* PROMPT 1 *
Answer these questions using the account of three nights of shows:
(a) What was Leah Guadagnoli's house carved out of?
(b) Who booked the Saturday show?
(c) What did the writer set in motion before starting the last song on Sunday?
* PROMPT 2 *
Transcribe the account of three nights of shows word for word, from "On Saturday it" up to and including "- Narragansett Bay.".
* PROMPT 3 *
Write the next part of the account of three nights of shows, picking up after its final sentence.

* SELECTION *

'''

Friday was, as I said in a tweet, perhaps among the top five nights I've ever had playing music for people. My friend (the artist Leah Guadagnoli, whose work is great) went truly wild in hosting - her house, carved out of a former church on the border of Massachusetts, is already one of the more wonderful places I've ever played music. She could have simply said yes and opened the door and it would have been better than almost any bar I've ever been to. But the bounty of her hosting! Fresh, crispy pizzas for all, featuring vegetables and pesto fresh from the garden! A dazzling and very boozy punch, singing with fresh fruit! Something like a dozen pies! A bathtub full of ice and all the leftover booze from her previous parties! A roaring bonfire behind the bands and a triangular room of windows for the solo acts, candles all around! Radishes before bed, radishes for breakfast! Chickens running around and cooing in the morning! And we all woke up happy to see the intrepid folks who had crashed and camped, good morning!
On Saturday it felt that we were taking one step further out, driving one hour more, playing to fewer sure fans, fewer known pals. Maybe it'd be a dud, we had been somewhat warned, but my buddy Alex booked the show and I cherish the man, who is cheerful and refreshingly affectionate with a cute little mustache. Yet another beautiful space, keyhole windows and off kilter quilts hanging from gallery ceilings. Folks came out, artisanal local ice cream got scooped, and for the third time in a row I got to hear my friend's set (Jake kept talking about how it feels so nice when someone else's music becomes an important part of your day). Stayed up late for no reason in our friend's apartment and in the morning we went swimming in - I think - Narragansett Bay.
I'm scared of the last song I sung on Sunday. When I sat down at the piano, my hands felt weak, like I wouldn't be able to hold a glass of water. I was happy that the position of the piano forced me to face the wall, made it such that making eye contact with the dozen or so people left in the audience would be nearly impossible. I set a guitar loop in motion, left it swirling to my left, and started playing the song, a very rudimentary set of two-note intervals I could play with my two wobbly index fingers. After a few false starts my voice piped up, a rickety propellor plane finally lifting skyward.

'''

* GIVEN INFORMATION *
'''

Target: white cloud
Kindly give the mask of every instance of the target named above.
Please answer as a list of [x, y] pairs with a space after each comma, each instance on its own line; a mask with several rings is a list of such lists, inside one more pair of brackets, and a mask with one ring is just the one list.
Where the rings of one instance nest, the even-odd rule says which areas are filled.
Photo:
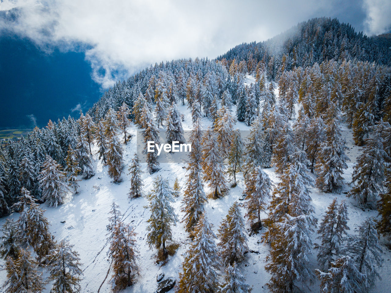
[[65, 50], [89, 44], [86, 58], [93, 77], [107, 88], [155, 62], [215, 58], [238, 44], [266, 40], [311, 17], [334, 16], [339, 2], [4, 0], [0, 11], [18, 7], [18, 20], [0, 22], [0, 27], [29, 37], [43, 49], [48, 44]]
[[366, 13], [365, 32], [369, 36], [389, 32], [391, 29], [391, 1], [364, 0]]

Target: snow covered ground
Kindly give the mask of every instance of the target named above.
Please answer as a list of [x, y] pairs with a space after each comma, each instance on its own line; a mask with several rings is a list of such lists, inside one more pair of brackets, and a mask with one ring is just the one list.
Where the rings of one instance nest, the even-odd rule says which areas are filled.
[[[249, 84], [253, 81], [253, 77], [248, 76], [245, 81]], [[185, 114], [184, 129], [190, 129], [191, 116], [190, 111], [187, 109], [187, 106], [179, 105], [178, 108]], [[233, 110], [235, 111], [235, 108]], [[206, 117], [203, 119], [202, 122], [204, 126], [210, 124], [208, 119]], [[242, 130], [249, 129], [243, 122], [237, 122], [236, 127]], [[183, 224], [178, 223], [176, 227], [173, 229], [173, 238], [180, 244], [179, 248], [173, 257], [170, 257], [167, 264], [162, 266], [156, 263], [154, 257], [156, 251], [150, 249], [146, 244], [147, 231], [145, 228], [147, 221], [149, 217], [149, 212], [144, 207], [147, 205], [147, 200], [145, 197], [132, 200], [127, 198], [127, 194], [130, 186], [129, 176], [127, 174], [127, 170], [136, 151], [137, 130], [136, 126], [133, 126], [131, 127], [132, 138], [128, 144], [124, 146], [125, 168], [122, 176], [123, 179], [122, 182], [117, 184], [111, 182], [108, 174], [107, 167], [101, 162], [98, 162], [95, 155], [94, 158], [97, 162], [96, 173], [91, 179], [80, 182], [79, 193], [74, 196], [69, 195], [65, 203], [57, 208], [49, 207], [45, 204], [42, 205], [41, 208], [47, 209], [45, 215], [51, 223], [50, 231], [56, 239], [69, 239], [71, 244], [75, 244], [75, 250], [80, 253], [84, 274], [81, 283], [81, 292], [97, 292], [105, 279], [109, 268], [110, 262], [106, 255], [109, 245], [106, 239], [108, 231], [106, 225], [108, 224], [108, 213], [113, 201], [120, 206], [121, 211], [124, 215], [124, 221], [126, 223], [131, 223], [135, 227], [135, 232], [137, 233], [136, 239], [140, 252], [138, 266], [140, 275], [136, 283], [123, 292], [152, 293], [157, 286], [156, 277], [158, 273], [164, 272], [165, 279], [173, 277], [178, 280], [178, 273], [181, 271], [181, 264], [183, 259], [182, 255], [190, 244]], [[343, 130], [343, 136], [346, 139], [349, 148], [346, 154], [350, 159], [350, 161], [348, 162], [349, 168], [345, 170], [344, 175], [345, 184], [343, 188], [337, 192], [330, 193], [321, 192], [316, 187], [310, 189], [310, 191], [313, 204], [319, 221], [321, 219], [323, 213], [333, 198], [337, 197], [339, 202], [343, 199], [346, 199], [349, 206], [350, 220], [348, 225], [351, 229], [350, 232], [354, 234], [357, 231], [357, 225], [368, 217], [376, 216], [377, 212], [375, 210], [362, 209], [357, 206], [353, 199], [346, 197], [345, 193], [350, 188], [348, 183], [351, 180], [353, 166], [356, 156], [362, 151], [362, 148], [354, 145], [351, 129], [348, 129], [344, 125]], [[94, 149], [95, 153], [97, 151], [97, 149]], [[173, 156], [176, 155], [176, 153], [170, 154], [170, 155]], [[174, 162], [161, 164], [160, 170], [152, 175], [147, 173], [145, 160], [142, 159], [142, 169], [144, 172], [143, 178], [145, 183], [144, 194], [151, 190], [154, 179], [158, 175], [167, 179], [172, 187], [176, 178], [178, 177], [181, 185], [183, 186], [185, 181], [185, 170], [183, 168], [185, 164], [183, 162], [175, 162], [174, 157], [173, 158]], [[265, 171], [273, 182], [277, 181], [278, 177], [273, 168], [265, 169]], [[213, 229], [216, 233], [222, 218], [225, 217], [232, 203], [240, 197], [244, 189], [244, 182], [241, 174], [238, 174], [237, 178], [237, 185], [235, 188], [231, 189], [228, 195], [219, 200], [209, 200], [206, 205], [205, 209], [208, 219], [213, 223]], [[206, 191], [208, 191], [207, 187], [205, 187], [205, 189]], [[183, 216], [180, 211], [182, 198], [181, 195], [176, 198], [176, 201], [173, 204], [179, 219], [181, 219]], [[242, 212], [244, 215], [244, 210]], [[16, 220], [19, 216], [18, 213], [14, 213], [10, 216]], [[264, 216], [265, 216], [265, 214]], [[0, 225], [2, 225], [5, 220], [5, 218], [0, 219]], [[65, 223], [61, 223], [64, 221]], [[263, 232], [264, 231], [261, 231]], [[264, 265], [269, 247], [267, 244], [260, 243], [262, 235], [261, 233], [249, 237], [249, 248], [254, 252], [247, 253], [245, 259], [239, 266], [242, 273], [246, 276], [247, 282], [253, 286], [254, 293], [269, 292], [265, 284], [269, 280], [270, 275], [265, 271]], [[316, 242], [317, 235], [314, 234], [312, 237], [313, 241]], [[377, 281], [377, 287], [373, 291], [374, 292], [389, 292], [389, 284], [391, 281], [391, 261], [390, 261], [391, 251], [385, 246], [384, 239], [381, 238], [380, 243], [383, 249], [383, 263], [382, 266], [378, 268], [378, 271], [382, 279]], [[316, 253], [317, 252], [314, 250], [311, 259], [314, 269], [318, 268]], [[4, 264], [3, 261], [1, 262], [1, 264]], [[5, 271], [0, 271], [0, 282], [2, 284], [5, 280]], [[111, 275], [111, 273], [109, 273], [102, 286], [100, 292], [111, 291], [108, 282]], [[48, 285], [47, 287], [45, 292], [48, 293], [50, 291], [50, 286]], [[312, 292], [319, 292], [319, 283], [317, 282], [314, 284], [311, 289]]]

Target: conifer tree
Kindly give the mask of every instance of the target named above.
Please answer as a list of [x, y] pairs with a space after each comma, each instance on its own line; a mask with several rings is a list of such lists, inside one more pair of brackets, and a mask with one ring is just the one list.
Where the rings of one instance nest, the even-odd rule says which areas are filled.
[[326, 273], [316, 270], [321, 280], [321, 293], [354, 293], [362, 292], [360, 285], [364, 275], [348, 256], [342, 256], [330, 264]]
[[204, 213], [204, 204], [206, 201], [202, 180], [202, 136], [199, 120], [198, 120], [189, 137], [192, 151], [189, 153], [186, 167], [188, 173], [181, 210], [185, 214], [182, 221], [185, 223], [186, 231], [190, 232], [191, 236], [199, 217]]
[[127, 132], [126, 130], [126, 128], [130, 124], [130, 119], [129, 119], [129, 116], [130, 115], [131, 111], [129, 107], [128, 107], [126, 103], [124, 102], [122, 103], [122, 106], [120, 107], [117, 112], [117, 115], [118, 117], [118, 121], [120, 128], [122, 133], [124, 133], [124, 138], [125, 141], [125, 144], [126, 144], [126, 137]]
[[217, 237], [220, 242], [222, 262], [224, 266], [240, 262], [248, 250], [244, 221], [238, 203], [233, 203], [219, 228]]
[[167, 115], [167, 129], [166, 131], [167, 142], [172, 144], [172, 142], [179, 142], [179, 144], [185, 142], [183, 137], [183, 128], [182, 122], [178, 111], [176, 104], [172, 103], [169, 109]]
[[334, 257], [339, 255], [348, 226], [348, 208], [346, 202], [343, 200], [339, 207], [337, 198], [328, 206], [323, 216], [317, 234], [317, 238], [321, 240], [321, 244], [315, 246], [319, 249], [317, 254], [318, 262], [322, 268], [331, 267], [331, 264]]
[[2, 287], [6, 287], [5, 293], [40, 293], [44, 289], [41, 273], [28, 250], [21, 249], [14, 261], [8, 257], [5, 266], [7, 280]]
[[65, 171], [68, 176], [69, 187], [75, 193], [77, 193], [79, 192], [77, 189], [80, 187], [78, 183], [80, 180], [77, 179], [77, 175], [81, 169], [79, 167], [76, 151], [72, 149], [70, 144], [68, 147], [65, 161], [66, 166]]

'''

* RESPONSE 1 *
(a) A former church.
(b) Alex.
(c) A guitar loop.

* RESPONSE 2 *
On Saturday it felt that we were taking one step further out, driving one hour more, playing to fewer sure fans, fewer known pals. Maybe it'd be a dud, we had been somewhat warned, but my buddy Alex booked the show and I cherish the man, who is cheerful and refreshingly affectionate with a cute little mustache. Yet another beautiful space, keyhole windows and off kilter quilts hanging from gallery ceilings. Folks came out, artisanal local ice cream got scooped, and for the third time in a row I got to hear my friend's set (Jake kept talking about how it feels so nice when someone else's music becomes an important part of your day). Stayed up late for no reason in our friend's apartment and in the morning we went swimming in - I think - Narragansett Bay.

* RESPONSE 3 *
I've sung this song many times, had even sung it once on that exact stage. But as I said, the song scared me, and on that hot, muggy afternoon when I first sang the chorus - music that simply occurred to me - I yanked my hands off the piano like my fingertips were burning and cried laying in a ball in the middle of the floor. Never so viscerally have I felt the phrase "it struck a chord with me" - I felt like a rung bell. And ever since it was written I've been trying to tamp it down with tricks and smoke. When I first played it on guitar after group dinner that week I gave it a rollicking country strum, and every other time I've played it live it's been done as karaoke with a cassette-tape backing track full of gated reverb claps and towering kick drums, goofy. Once I came close to playing the real thing on my friend's internet radio show, but I chose the least tasteful electric piano tone I could find, felt safe in that. I was wrapping something profound for me in corniness, which isn't necessarily a bad thing - I like lots of corny music, I think I even might identify as corny.
But I didn't feel like I had given enough, didn't feel like I had fully earned the privilege of attention. I wanted to give something, to do something, to have one authentic moment of connection. So I played the song as it had originally appeared to me, spare chords, tears, and all. It felt good, and I felt like I could hear the words still ringing out in the space after I unplugged my guitar. It had the heft of something actual, something given, something gained.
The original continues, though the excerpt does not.